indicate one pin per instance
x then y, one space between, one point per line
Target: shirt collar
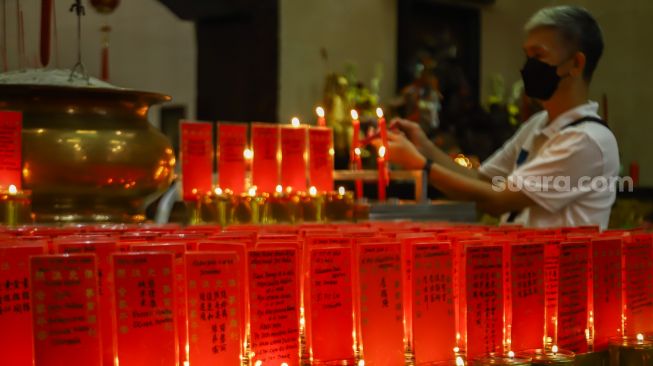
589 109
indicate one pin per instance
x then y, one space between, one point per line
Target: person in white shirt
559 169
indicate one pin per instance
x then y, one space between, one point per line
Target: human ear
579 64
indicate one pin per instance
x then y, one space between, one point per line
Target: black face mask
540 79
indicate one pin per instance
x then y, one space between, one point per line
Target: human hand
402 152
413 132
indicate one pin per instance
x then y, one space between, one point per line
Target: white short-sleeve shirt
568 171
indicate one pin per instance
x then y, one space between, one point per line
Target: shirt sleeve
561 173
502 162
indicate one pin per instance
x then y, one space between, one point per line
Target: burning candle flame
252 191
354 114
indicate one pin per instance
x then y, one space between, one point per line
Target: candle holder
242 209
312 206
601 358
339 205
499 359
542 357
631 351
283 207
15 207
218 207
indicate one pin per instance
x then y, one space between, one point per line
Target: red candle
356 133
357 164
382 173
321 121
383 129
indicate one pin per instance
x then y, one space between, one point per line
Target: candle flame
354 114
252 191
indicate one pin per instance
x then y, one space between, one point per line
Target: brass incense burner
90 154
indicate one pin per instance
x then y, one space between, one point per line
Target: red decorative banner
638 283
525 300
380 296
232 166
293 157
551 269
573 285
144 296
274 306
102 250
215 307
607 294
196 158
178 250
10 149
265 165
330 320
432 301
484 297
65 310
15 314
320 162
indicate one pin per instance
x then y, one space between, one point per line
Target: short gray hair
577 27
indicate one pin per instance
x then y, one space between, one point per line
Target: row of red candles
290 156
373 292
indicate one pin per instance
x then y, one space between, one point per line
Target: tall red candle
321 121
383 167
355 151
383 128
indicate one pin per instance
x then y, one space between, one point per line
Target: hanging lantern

_ _ _ _

Count the lines in the items above that contain the string "flame". Give only the number.

2